Document extract:
########################################

RE: [Rd] function "apply" and 3D arrays (PR#7221)

From: Liaw, Andy <andy_liaw_at_merck.com>
Date: Fri 10 Sep 2004 - 04:22:38 EST


The `problem', I think, is your expectation that the output of apply(a, 2, var) to be of the same dimension as apply(a, 2, sd) if a has dimensions > 2. Note that:

> sd(matrix(1:9, 3, 3))
[1] 1 1 1
> var(matrix(1:9, 3, 3))

     [,1] [,2] [,3]

[1,]    1    1    1
[2,]    1    1    1
[3,]    1    1    1

because var(), when given a matrix, returns the variance-covariance matrix of the columns.

The output of sd() can be a bit surprising:

> sd(array(1:27, rep(3, 3)))

[1] 7.937254

This is because sd() looks like:

> sd

function (x, na.rm = FALSE)
{

    if (is.matrix(x))

        apply(x, 2, sd, na.rm = na.rm)

    else if (is.vector(x)) 
        sqrt(var(x, na.rm = na.rm))
    else if (is.data.frame(x)) 
        sapply(x, sd, na.rm = na.rm)

########################################

Request 1: List the type checks that the printed sd() function in the apply-and-3D-arrays post performs on x.
Request 2: According to the apply-and-3D-arrays post, what does var() return when given a matrix?
Request 3: Rewrite the sd() listing in the apply-and-3D-arrays post between "function (x, na.rm" and "sapply(x, sd, na.rm = na.rm)", inclusive, changing every "na.rm" to "remove.na".
The rows that follow come from a separate source.

Supplied material:
########################################

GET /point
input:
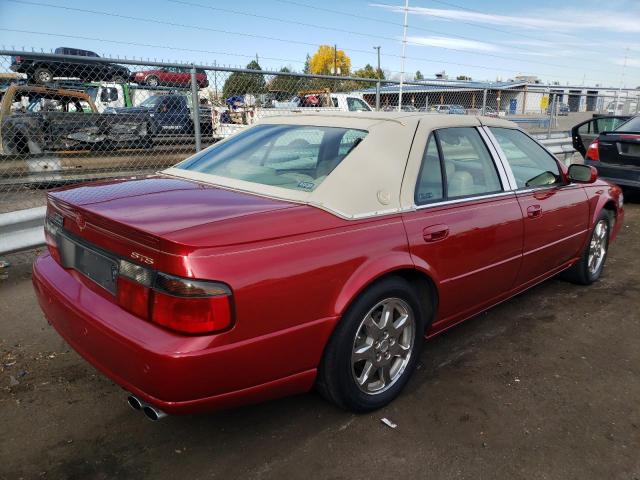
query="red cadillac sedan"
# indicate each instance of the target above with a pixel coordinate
(312, 250)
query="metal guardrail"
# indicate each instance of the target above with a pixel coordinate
(23, 229)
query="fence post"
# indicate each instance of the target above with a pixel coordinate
(484, 101)
(552, 111)
(195, 108)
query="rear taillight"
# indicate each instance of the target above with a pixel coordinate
(190, 306)
(593, 152)
(181, 304)
(52, 225)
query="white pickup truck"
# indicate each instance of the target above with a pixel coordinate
(230, 120)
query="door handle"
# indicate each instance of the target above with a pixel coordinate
(534, 211)
(435, 233)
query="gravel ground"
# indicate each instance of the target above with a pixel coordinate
(545, 386)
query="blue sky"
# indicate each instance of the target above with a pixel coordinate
(570, 41)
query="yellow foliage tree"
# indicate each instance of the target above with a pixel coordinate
(324, 60)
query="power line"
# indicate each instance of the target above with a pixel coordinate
(264, 37)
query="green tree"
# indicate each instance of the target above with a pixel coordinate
(327, 58)
(240, 83)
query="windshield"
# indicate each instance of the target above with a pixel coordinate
(632, 125)
(152, 102)
(297, 157)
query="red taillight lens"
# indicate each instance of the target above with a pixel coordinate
(593, 152)
(191, 306)
(52, 225)
(133, 297)
(181, 304)
(191, 314)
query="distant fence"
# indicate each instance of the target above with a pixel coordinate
(66, 118)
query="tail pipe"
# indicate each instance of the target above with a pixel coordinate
(152, 413)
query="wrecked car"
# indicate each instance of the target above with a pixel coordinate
(36, 119)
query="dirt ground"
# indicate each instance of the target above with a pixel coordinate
(545, 386)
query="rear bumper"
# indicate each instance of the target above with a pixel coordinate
(178, 374)
(618, 174)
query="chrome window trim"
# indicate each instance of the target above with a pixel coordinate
(502, 157)
(472, 198)
(504, 171)
(506, 164)
(503, 176)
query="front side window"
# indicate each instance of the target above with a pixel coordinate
(532, 165)
(297, 157)
(469, 167)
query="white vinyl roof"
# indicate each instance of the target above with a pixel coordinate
(368, 181)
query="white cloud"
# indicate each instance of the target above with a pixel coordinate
(453, 43)
(568, 19)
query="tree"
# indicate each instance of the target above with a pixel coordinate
(307, 64)
(326, 58)
(240, 83)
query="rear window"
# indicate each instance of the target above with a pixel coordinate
(297, 157)
(632, 125)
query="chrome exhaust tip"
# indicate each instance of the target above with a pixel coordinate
(152, 413)
(134, 402)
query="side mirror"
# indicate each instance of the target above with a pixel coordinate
(582, 173)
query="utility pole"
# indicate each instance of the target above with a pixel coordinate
(404, 47)
(378, 82)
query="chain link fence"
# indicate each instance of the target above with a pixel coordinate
(72, 116)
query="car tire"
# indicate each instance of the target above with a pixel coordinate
(591, 264)
(366, 363)
(152, 81)
(42, 76)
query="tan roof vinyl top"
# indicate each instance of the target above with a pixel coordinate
(368, 181)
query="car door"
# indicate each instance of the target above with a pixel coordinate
(464, 226)
(556, 214)
(586, 132)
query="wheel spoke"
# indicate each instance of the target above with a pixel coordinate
(385, 375)
(398, 325)
(367, 372)
(373, 329)
(364, 352)
(399, 350)
(386, 319)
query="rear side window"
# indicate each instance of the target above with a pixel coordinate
(532, 165)
(469, 167)
(429, 186)
(632, 125)
(297, 157)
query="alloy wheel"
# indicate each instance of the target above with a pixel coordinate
(383, 346)
(598, 246)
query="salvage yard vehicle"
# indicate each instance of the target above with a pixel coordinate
(42, 70)
(170, 76)
(614, 148)
(168, 115)
(316, 249)
(37, 119)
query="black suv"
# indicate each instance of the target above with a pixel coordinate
(40, 69)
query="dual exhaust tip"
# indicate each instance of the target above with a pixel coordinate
(152, 413)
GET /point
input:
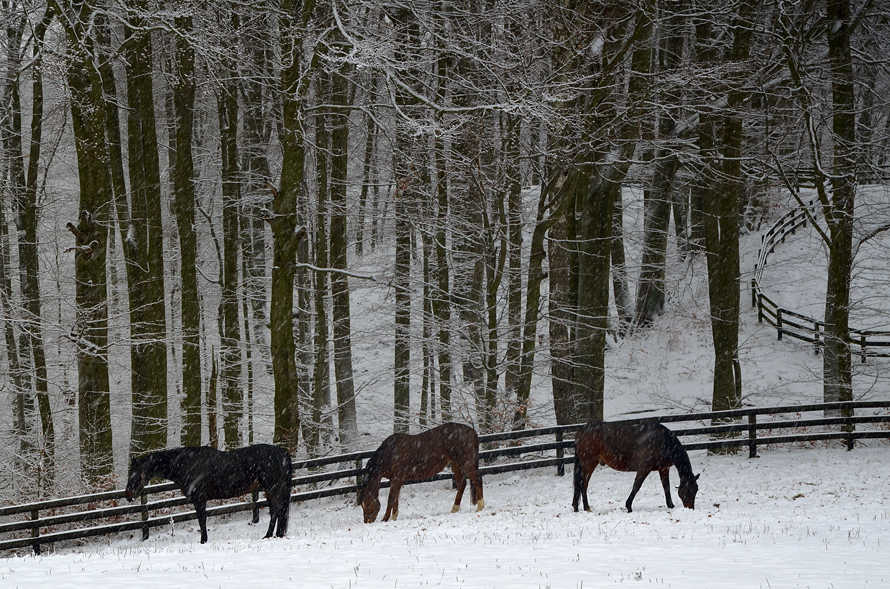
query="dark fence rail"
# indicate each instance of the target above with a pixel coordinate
(863, 342)
(37, 524)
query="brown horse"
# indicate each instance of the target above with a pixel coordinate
(402, 457)
(632, 447)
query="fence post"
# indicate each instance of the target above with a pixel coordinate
(254, 498)
(144, 501)
(752, 435)
(358, 480)
(35, 530)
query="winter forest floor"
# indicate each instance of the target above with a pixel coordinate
(814, 516)
(817, 517)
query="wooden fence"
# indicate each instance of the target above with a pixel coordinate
(100, 514)
(863, 342)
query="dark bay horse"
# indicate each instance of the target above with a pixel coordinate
(642, 448)
(403, 457)
(204, 473)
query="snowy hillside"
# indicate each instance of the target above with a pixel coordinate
(795, 517)
(792, 518)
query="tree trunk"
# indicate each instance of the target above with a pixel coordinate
(91, 237)
(143, 239)
(346, 414)
(293, 18)
(23, 186)
(722, 236)
(184, 212)
(230, 333)
(837, 361)
(402, 284)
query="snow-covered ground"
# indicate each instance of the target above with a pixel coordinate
(814, 517)
(817, 518)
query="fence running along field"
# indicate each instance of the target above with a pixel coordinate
(37, 524)
(863, 342)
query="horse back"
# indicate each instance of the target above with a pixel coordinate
(214, 474)
(625, 446)
(420, 456)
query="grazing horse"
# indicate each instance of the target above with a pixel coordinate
(632, 447)
(402, 457)
(207, 473)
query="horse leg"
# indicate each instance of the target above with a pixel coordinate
(461, 482)
(581, 480)
(284, 511)
(201, 510)
(664, 473)
(392, 502)
(638, 482)
(475, 486)
(274, 501)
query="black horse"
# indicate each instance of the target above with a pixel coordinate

########################################

Exercise response 1:
is.matrix(x)
is.vector(x)
is.data.frame(x)

Exercise response 2: The variance-covariance matrix of the columns.

Exercise response 3:
function (x, remove.na = FALSE)
{

    if (is.matrix(x))

        apply(x, 2, sd, remove.na = remove.na)

    else if (is.vector(x)) 
        sqrt(var(x, remove.na = remove.na))
    else if (is.data.frame(x)) 
        sapply(x, sd, remove.na = remove.na)